▶ Short exercise 1:
Decide whether each statement below agrees with the forum question about compiler calls. For each statement, answer yes or no and quote the deciding words of that question.
(a) The writer is creating a ninja generator.
(b) The writer's question is the same as the one about passing all source files at once to a compiler.
(c) The example build.ninja file has build statements with a 1:1 dependency per compiler call.

═════ Supplied passage

3

First of all, let me clarify my question is totally unrelated to Is there any benefit to passing all source files at once to a compiler?.

What I'd like to know here is whether my build-times would become faster if i made:

  • a) Many number of calls to the compiler with one single file each

  • b) Few number of calls to the compiler with many files each

  • c) Moderate number of calls to the compiler with a bunch of files each

Why am I asking this? I'm in the middle of creating a ninja generator (similar to the bunch here and I'd like to know what's the best way to create the dependency DAG.

You could claim spawning less subprocesses will be typically faster and less expensive but i'd like to know whether the gains would be worth or not so I can design my tool properly.

Just to clarify a little bit further, here's a simple example, as you can see in that build.ninja file there are many build statements with a 1:1 dependency per compiler call, so... could the build times improved by grouping few source files on single build statements?

══════════
═════ Exercise input

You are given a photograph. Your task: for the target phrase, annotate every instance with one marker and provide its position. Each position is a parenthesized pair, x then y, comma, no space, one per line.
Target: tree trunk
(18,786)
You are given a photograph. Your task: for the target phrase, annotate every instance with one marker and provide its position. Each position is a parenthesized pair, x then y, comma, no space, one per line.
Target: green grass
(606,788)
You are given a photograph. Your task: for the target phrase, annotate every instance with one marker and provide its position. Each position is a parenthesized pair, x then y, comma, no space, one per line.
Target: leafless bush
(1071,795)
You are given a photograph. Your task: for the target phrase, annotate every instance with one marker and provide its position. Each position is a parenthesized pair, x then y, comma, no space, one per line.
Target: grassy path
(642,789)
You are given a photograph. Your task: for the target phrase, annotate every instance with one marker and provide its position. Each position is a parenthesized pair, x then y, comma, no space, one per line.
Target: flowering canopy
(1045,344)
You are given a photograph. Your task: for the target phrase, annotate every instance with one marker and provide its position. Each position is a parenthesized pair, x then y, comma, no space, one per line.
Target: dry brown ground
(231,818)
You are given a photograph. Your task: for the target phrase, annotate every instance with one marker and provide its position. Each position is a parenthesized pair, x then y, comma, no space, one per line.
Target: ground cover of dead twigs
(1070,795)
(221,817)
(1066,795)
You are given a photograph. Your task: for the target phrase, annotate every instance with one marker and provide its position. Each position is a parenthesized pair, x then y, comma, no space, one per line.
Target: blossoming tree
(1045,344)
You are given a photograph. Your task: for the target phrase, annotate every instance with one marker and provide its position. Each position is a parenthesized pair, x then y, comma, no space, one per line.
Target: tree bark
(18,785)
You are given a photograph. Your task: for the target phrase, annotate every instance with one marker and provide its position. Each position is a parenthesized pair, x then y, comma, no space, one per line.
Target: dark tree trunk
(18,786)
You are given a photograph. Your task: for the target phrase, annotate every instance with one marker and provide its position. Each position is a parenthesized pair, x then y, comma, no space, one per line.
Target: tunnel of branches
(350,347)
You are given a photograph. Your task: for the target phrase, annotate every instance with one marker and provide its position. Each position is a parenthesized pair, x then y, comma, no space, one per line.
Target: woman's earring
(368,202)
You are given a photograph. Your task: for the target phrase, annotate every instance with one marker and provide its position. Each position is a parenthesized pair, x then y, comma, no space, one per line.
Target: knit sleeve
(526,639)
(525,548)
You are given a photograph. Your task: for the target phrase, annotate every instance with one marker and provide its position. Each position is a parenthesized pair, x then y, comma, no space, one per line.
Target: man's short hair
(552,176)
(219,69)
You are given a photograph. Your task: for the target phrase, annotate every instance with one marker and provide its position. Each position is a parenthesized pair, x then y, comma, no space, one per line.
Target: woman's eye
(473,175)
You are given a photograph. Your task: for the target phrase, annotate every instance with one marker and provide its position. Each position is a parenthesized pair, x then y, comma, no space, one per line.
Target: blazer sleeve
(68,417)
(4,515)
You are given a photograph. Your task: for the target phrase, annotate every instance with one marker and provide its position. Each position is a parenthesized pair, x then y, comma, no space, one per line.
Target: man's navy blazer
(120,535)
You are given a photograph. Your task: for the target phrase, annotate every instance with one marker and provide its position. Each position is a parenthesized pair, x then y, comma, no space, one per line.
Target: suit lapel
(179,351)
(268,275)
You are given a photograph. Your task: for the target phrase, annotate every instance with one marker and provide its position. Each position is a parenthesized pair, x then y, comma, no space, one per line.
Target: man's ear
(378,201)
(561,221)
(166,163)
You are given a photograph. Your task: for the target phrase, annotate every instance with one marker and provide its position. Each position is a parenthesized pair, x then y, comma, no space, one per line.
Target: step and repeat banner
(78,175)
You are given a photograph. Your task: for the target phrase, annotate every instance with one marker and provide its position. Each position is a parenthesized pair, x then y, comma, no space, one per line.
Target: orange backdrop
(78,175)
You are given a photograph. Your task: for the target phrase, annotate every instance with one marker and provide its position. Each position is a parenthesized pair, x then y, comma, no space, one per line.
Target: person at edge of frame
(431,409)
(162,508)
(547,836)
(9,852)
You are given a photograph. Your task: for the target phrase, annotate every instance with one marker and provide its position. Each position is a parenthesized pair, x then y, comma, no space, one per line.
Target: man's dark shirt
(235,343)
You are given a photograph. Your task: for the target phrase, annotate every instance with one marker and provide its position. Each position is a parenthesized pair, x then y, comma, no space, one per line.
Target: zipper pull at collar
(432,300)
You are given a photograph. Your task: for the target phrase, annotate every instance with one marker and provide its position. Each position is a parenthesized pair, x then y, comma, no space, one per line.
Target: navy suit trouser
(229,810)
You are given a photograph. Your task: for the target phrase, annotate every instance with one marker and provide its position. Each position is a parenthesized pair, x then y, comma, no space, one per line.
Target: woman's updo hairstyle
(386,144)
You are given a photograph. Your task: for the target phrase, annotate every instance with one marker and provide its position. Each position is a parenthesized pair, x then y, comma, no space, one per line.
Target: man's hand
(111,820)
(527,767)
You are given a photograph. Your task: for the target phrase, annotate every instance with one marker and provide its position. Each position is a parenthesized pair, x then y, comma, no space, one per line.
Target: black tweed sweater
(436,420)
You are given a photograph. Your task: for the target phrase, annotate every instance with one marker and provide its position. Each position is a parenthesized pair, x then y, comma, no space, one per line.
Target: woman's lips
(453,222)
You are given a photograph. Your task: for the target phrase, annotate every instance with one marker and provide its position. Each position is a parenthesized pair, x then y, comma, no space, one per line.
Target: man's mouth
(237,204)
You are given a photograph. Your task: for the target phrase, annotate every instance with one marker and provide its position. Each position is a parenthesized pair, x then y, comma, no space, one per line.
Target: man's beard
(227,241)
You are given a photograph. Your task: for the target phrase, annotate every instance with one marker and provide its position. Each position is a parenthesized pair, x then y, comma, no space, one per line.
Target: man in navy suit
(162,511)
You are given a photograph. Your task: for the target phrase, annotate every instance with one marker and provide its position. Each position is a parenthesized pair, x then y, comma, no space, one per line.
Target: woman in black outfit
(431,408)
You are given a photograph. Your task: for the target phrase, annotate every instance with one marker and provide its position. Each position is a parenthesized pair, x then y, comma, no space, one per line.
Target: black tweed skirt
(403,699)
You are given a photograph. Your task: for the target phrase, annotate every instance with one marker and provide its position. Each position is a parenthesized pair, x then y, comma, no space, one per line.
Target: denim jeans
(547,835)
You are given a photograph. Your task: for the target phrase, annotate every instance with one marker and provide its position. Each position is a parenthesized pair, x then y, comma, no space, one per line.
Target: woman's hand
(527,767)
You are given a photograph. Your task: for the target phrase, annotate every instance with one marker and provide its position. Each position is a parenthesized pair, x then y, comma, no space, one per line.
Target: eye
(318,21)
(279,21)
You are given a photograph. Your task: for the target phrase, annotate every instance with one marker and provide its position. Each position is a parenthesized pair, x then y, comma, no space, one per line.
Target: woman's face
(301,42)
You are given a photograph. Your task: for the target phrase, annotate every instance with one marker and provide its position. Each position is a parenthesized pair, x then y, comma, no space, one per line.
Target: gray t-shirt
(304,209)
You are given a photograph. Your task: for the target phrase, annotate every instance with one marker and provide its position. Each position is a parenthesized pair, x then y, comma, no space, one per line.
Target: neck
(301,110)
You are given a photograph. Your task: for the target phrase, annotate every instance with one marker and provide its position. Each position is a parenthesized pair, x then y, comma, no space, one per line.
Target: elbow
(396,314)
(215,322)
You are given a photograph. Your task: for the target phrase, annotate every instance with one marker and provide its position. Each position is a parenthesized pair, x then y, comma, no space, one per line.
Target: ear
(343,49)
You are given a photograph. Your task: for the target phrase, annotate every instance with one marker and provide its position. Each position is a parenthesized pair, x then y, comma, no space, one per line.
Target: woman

══════════

▶ Short exercise 2: Please count the lines of the records above that contain the string "suit", with case counting, and give only the number.

▶ Exercise solution 1:
(a) Yes: "I'm in the middle of creating a ninja generator"
(b) No: "my question is totally unrelated to Is there any benefit to passing all source files at once to a compiler?"
(c) Yes: "there are many build statements with a 1:1 dependency per compiler call"

▶ Exercise solution 2: 3